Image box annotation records
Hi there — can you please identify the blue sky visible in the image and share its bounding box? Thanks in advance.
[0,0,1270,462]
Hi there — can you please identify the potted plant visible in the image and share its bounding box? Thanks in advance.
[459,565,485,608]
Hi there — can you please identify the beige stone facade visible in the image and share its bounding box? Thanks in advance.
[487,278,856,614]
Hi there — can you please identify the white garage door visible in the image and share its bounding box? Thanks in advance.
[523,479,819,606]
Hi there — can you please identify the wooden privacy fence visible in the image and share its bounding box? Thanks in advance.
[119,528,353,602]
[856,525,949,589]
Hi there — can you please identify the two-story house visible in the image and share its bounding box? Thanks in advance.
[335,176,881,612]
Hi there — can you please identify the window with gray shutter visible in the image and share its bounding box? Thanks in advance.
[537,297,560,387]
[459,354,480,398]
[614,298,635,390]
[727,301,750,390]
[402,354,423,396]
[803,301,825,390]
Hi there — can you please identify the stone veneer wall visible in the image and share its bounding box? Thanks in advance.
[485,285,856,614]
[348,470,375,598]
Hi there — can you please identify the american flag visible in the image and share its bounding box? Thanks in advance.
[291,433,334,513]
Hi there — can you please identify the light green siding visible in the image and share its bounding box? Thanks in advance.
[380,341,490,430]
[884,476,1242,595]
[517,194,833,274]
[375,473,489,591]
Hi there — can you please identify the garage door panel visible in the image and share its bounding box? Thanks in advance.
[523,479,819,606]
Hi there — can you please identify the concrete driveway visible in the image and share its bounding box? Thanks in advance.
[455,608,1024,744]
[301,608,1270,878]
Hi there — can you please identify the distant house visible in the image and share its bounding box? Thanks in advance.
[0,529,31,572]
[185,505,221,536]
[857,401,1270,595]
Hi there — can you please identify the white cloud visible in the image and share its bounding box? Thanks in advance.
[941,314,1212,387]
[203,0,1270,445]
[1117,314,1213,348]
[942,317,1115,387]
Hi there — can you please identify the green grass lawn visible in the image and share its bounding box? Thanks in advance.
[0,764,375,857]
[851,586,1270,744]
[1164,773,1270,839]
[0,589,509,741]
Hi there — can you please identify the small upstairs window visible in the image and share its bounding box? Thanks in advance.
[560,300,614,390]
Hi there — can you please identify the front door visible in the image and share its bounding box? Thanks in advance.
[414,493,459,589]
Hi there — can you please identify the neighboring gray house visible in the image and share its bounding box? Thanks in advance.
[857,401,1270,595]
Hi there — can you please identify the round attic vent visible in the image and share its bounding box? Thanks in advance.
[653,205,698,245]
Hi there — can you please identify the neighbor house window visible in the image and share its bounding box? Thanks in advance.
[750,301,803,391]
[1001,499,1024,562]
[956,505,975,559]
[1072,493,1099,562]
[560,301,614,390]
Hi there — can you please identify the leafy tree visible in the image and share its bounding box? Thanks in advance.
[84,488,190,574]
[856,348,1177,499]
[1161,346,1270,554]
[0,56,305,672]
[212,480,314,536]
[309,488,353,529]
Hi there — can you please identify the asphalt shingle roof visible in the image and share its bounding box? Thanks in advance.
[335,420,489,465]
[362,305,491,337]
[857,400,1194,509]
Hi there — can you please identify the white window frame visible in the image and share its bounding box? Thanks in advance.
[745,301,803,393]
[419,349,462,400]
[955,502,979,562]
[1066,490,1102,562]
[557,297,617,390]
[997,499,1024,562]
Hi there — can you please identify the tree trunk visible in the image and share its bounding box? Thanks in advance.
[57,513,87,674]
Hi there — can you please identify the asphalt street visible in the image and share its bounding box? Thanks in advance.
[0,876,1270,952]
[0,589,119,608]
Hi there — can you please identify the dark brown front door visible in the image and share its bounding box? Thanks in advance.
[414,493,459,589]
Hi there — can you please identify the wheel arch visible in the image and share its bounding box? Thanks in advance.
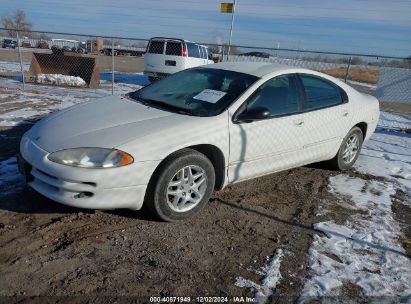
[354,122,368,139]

Exercise goal → Please copy, word for word, the lines of the items between the line containing "Hi there — can you please identify the beige" and the line containing "[291,433,334,513]", inclusive.

Answer to this problem →
Hi there — can you please identify the beige stone facade visible in the image and share its bounding box? Thanks in advance.
[487,278,856,614]
Hi there — can you please identify the white garage door visible in the image and share its bounding box? Thanks in advance.
[523,479,819,606]
Hi there — can you please identify the wooden privacy fence visible in the image and share its bounding box? Thanks in advance.
[119,528,353,602]
[856,525,949,589]
Hi there — can you please identify the two-story house visible in the image and share its bounding box? Thanks in advance.
[335,176,881,612]
Hi there — can you please identify the window with gray shutter visible in the image and share its bounding box? Thanks in advance.
[537,297,560,387]
[459,354,480,398]
[614,298,635,390]
[727,301,750,390]
[402,354,423,396]
[803,301,825,390]
Hi there — can you please identify the stone veneer wall visible in the image and share its bounding box? Thanks in advance.
[485,285,856,614]
[348,470,375,598]
Hi there — can you please identify the american flag visible in the image and share its bounding box? Thanks in advance.
[291,433,334,513]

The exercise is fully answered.